While buried in books like his, I am jolted by the news that Spain has begun to celebrate early the centennial of Ernest Hemingway. While men like Burnett Bolloten toiled like Benedictines, that huckster dashed off his trash and got the glory, the gold and the Nobel Prize for Literature. There are modern writers like Edith Pargeter (alias Ellis Peters) who keep alive the majestic cadence of traditional English. Hemingway persuaded the young and the Nobel Committee that his choppy style was the language of the times. It is not even good journalistic writing.
Serious Spaniards and Hispanists have been trying to persuade an ignorant world (including Hemingway) that Spain is not the romantic country of Carmen, raw material for popular writers. Blasco Ibanez wrote his famous novel Blood and Sand (1908) about the transient glory of a bullfighter who was injured and forgotten as the mob cheered its next hero. The novel ends: "he wild beast was roaring, the real one"--in other words, the crowd, not the bull. As for Hemingway's craze for that "sport," I refer to earlier memos on the San Fermin festivities in Pamplona, exalted in his novel Fiesta (1927), which gave many American youths the idea that this was the way to excitement and even glory.

**TO-DO ITEM A**.
Answer these questions from the piece on Hemingway and Spain.
(i) What alias did Edith Pargeter use?
(ii) In what year did Blood and Sand appear?
(iii) Which Hemingway novel exalted the San Fermin festivities in Pamplona?
**TO-DO ITEM B**. Continue the piece on Hemingway and Spain from its last sentence.

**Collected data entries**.
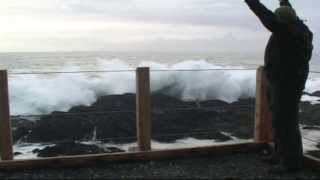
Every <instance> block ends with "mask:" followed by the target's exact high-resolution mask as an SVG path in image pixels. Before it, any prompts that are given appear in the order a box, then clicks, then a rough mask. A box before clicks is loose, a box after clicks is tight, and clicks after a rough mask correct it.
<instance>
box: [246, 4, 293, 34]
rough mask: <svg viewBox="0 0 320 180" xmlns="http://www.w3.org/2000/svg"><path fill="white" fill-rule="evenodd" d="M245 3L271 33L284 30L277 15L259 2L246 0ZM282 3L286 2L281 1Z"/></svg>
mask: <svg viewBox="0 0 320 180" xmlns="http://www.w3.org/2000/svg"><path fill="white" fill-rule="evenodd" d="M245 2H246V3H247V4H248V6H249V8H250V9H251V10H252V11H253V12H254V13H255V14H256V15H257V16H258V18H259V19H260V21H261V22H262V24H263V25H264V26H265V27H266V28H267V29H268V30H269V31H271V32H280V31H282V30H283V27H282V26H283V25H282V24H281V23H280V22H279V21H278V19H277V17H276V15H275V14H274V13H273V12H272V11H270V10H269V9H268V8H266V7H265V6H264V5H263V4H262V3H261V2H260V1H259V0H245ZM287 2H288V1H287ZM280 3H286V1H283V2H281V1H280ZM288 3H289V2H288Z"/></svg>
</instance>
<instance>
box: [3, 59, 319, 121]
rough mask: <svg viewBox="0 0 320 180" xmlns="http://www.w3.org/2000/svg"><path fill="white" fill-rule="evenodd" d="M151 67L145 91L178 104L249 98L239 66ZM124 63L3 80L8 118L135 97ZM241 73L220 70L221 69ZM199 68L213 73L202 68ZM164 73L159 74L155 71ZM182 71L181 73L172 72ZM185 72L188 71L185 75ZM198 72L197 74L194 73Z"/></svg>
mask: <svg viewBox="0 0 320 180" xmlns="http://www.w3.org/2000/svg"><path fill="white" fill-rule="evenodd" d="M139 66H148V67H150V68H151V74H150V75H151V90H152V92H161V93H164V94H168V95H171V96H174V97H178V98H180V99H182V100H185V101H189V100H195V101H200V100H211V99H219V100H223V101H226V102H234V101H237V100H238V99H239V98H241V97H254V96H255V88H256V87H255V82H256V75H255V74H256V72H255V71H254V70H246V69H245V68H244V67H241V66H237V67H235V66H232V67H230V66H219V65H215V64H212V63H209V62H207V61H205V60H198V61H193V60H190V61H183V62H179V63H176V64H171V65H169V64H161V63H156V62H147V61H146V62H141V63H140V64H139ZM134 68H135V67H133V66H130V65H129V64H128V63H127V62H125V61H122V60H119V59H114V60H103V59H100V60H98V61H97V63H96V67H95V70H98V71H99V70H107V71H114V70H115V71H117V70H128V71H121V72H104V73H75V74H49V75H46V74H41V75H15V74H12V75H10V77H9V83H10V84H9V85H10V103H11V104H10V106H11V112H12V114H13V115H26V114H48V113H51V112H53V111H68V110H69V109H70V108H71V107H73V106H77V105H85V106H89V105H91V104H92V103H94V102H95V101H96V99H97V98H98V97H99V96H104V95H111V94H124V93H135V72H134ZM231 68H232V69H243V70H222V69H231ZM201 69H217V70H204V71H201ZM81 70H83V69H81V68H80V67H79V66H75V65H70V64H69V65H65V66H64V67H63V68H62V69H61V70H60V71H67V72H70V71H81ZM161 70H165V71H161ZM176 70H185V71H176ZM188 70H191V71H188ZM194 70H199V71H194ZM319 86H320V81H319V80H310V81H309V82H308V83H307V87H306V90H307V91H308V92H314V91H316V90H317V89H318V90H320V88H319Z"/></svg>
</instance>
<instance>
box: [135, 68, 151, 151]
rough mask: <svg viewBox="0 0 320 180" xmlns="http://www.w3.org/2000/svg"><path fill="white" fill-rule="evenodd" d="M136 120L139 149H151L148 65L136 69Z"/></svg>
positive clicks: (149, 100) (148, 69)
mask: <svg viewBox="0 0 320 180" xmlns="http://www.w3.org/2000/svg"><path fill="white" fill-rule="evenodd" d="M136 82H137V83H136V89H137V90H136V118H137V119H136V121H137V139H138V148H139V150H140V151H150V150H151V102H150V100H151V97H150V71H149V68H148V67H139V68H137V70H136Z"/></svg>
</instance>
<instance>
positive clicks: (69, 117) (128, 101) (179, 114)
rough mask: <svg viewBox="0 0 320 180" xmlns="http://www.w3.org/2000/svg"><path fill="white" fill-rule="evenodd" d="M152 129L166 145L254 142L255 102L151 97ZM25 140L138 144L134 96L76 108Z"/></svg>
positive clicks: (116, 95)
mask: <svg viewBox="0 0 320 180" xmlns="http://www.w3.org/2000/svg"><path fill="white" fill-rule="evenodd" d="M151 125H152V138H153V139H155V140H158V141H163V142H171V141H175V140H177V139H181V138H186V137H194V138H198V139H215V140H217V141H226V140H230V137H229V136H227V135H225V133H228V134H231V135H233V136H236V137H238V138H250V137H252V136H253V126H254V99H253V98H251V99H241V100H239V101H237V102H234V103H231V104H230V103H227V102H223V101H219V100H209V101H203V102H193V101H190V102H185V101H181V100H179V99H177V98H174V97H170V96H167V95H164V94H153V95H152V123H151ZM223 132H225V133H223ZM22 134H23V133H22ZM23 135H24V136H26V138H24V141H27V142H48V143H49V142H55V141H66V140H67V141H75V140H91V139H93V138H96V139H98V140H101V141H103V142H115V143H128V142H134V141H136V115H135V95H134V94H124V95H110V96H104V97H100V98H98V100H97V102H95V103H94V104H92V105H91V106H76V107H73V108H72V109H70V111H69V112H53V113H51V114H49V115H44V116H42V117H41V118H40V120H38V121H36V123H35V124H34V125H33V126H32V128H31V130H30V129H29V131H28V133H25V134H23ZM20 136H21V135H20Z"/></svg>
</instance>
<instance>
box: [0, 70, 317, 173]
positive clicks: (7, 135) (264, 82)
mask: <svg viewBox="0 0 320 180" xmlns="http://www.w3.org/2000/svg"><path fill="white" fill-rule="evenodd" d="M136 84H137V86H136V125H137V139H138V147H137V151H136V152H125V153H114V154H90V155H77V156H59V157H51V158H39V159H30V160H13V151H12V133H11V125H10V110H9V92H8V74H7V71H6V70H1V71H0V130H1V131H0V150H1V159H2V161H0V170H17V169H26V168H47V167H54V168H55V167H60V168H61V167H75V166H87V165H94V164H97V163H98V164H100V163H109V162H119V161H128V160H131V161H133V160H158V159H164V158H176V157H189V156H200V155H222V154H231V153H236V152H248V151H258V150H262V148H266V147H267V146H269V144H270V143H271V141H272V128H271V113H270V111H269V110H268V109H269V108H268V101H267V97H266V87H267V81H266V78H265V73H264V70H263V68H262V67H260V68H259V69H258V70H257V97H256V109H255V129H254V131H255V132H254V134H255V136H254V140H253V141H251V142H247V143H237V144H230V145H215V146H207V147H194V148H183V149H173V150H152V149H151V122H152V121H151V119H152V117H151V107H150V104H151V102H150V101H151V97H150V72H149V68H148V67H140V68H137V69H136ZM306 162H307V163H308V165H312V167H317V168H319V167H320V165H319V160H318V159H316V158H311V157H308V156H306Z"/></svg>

**ANSWER AREA A**.
(i) Ellis Peters
(ii) 1908
(iii) Fiesta (1927)

**ANSWER AREA B**.
Hemingway's novel For Whom the Bell Tolls gave a simplistic vision on the Civil War in painful contrasts with the delicate, careful shading of the accounts referred to above. His criticism of Franco was really a passing phase. He went to live in Franco Spain in 1955, where he was befriended by Luis Castillo Puche, who wrote Hemingway in Spain (1974) praising his fascination with "death in the afternoon." Hemingway's obsession with death led to his suicide in 1961, an indication that as a man he was a mess.
Hemingway was born in 1899, but Castillo Puche has already organized a Hemingway exhibition in Madrid's Fine Arts Circle. The little-known Castillo Puche is not Boswell, and Hemingway is certainly not Dr. Johnson. While all this belies the idea of the moral and intellectual progress of humanity, at least the Spanish crowds have advanced to soccer, while bullfighting is going through death in the afternoon. Yet the bulls of Pamplona will remain a tourist attraction for young Americans. They are fortunately few in number compared with the number taking up soccer. There are no bull moms.